╭──

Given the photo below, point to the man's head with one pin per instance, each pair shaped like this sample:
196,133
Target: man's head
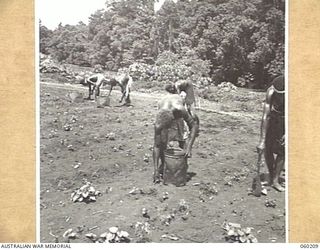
183,96
278,84
170,88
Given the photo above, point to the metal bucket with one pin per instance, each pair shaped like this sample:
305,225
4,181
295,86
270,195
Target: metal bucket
76,97
102,101
175,168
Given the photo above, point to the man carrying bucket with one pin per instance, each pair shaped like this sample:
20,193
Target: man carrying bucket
172,112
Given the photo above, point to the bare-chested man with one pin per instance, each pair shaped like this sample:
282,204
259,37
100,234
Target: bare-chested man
171,112
272,137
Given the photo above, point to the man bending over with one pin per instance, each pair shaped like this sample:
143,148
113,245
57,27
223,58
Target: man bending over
171,112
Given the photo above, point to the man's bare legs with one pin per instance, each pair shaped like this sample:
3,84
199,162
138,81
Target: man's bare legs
278,166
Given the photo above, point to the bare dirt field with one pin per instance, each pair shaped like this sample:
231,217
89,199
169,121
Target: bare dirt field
111,148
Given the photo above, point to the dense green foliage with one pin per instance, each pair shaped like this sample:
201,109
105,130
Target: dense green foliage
210,41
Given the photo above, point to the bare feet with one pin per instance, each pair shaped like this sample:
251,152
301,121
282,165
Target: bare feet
278,187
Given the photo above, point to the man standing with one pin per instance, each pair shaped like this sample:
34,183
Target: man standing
272,136
171,111
94,83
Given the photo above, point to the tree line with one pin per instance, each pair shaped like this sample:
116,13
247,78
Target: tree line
237,41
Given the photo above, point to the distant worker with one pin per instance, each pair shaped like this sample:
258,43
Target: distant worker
125,82
94,83
172,112
272,137
183,86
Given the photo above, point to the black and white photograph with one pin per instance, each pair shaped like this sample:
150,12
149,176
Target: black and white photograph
162,121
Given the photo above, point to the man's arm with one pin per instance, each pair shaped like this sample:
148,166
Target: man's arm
193,124
265,119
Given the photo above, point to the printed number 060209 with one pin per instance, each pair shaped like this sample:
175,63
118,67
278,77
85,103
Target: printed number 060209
309,245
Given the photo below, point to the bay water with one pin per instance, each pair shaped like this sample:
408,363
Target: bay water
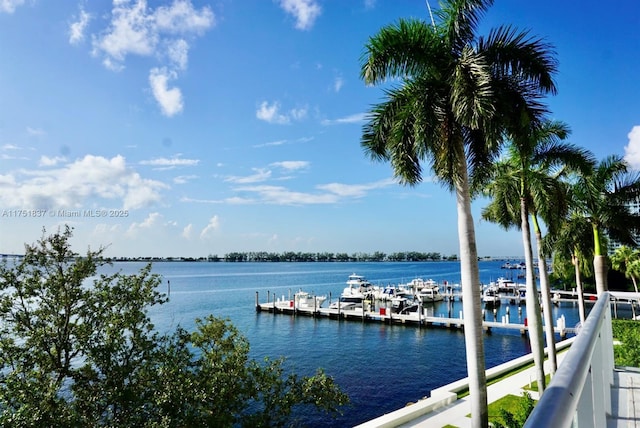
381,367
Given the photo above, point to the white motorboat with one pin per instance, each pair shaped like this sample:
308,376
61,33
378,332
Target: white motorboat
354,295
429,293
300,300
390,291
490,296
304,299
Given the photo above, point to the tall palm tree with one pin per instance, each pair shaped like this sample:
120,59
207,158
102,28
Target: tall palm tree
456,93
527,184
602,195
573,240
627,261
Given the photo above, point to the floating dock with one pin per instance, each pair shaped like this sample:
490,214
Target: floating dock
384,315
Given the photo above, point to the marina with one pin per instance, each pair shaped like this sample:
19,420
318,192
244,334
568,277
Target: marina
381,366
385,314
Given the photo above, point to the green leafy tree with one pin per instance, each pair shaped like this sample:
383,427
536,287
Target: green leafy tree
457,93
602,196
572,243
526,185
77,349
627,261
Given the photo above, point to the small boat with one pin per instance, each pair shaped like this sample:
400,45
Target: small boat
304,299
301,300
404,305
490,296
390,291
354,295
430,293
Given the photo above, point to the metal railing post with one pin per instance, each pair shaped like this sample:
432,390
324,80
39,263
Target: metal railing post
580,392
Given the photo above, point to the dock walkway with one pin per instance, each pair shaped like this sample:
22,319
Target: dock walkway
384,315
625,396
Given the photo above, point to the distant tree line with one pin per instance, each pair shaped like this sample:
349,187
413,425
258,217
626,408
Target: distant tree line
290,256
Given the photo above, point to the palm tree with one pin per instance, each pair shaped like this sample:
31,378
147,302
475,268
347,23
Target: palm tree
457,93
527,183
627,261
603,194
572,240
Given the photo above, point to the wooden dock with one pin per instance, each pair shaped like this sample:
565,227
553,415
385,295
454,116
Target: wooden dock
384,315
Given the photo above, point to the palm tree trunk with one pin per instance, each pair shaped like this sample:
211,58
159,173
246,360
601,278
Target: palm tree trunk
599,263
546,299
472,304
576,264
534,317
600,272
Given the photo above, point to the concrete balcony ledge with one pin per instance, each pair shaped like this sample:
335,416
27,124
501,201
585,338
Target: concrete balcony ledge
447,396
412,411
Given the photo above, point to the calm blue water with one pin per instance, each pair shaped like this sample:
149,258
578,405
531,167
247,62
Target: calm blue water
381,367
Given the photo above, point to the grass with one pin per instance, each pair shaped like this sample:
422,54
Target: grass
533,386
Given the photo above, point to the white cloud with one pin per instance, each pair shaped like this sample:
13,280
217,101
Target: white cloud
291,165
356,190
187,232
214,224
632,150
354,118
278,195
162,33
304,11
131,32
76,29
169,99
9,6
148,223
35,132
329,194
260,175
80,184
47,161
183,179
182,18
170,162
178,52
271,113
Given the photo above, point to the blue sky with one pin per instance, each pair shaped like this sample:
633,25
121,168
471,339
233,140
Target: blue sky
189,127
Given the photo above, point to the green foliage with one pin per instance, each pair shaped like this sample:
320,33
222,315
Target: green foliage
515,414
78,349
628,333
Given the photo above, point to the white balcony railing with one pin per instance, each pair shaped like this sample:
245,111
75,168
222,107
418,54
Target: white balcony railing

╰──

## Task brief
Please print each entry exactly as it stands, without the pictures.

## Exercise output
Given the photo below, point to the man's head with one pin per instance, each pair shaped like this sample:
196,133
Target: man's head
183,96
278,84
170,88
Given the photo above, point to the metal bucket with one pin per instance, each pair shaped like this sample:
305,225
4,181
295,86
270,195
Target: metal bucket
76,97
102,101
175,168
Given the photo above, point to the man carrying bucket with one pin per instance, each pair shaped like this sample:
20,193
Target: man carrying bucket
172,112
Given the photo above, point to the bare-chested man with one pin per instance, each pair shaped like this sample:
282,204
259,37
100,234
Target: bare-chested man
171,112
272,137
Given the photo above, point to the man bending over with one pin per instance, each pair shaped like this sample:
143,148
113,245
57,27
223,58
Target: man bending over
171,112
Given the photo above, point to the man's bare legs with one pin per instance, each pair shaped like this sample:
3,84
199,162
138,81
Target: man's bare legs
278,166
Given the photo above, point to the bare dirt field with one pin per instance, each pair shaped like this sample:
231,217
89,199
169,121
Target: bare dirt field
111,148
Given the photo above, point to the dense green foliage with one pin per instance, each pair shaped like this sample:
201,109
105,130
Target: dense green foliage
210,41
Given the photo above, point to the bare feet with one pin per instance, each pair shaped like this sample:
251,152
301,121
282,165
Target: bare feet
278,187
Given the photo above, point to the man standing with one pin per instance, each pair shaped like this sample:
34,183
Target: man standing
272,136
171,111
94,83
Given the photo above, point to the tree line with one pin per instance, each pair shaped like this sample:
116,13
247,78
Target: tree line
237,41
Given the photo above, point to the distant worker with one pin per instance, each pair shaped like this sample:
258,43
Target: distant worker
125,82
94,83
172,112
272,137
183,86
Given the photo above, point to the black and white photograph with one pin per instance, each pair shaped like this sample:
150,12
149,176
Target: black and white photograph
162,121
Given the photo above, point to the man's arm with one pin per instance, each pair shaped like this sample:
148,166
Target: man's arm
193,124
265,119
Given the photo above, point to the printed number 060209 with one pin per instance, each pair shaped like this sample:
175,63
118,67
278,77
85,103
Target: printed number 060209
309,245
Given the photo below, point to the bay water with one pin per instance, each pair shaped like this sample:
408,363
Target: bay water
381,367
Given the photo above, point to the white motorboat with one pin per instance, each pair shaped like this sample:
308,376
61,33
378,332
Target: white motorboat
354,295
429,293
300,300
390,291
490,296
304,299
Given the photo above, point to the tall palm tree with one pin per instance, each pair shaped like this sample:
120,59
207,158
102,28
Target: tall palm tree
456,93
527,184
602,195
573,240
627,261
Given the photo above, point to the floating dock with one pin per instance, each pair shaped like this sample:
490,214
Target: floating dock
384,315
Given the photo above, point to the marina with one pin per instance, each pair shaped like this sample:
19,420
318,192
244,334
568,277
Target: marina
381,366
385,314
Given the photo above, point to the green leafy tree with one pin per instance, each pair shaped like this sample:
383,427
536,287
Target: green leafy tree
457,93
602,196
572,243
526,185
77,349
627,261
Given the photo above, point to the small boat with one pin per instance, each pair shaped like this sample:
400,45
Target: small boat
304,299
301,300
404,305
490,296
390,291
354,295
430,293
Given the photo above, point to the metal railing post with one pin per instance, each pair shaped like this sample:
432,390
324,80
39,263
Target: metal railing post
580,392
Given the photo above, point to the dock walkway with one pin per instance, each pair shaped like this sample:
22,319
Target: dock walkway
384,315
625,396
Given the photo above, point to the distant tree line with one pin per instance, each pair shaped like this sample:
349,187
413,425
258,217
626,408
Target: distant tree line
290,256
Given the photo above, point to the palm tree with one pin per instance, each pair shaped like this sample:
31,378
147,302
475,268
347,23
Target: palm tree
457,93
527,183
627,261
603,194
572,240
Given the photo above, point to the wooden dock with one pin per instance, each pair shaped like this sample:
565,227
553,415
385,295
454,116
Target: wooden dock
384,315
Given the photo above, point to the palm tree trunk with one pin per instance, each pair shaped like this sample:
211,58
159,173
246,360
601,278
Target: palm tree trunk
599,263
546,299
472,304
576,264
534,317
600,272
Given the photo above, point to the concrete balcony ledge with one pin per instance, each pair shaped like this sample:
335,416
27,124
501,201
585,338
Target: concrete balcony ledge
447,396
412,411
Given the photo above, point to the calm blue water with one pin per instance, each pair shaped like this sample:
149,258
578,405
531,167
247,62
Target: calm blue water
381,367
Given the photo above, point to the grass with one pin per instance, each pair shaped like this sample:
422,54
Target: grass
533,386
Given the photo above, point to the white cloud with one pin per instance, each pair shaped like this sample:
13,280
217,101
Target: white cloud
291,165
356,190
187,232
214,224
632,150
354,118
278,195
162,33
304,11
131,32
76,29
169,99
9,6
148,223
35,132
329,194
260,175
80,184
47,161
183,179
182,18
170,162
178,52
271,113
Given the photo above, point to the blue sky with one pin per instance, each pair shaped like this sample:
633,25
121,168
471,339
233,140
Target: blue sky
189,127
Given the photo above, point to the green foliage with one pin per instance, each pair shaped like this sample:
320,33
222,315
Target: green foliage
515,414
78,349
628,333
Given the photo above, point to the white balcony railing with one pin per instance, each pair shaped like this sample:
245,111
75,168
222,107
418,54
Target: white balcony railing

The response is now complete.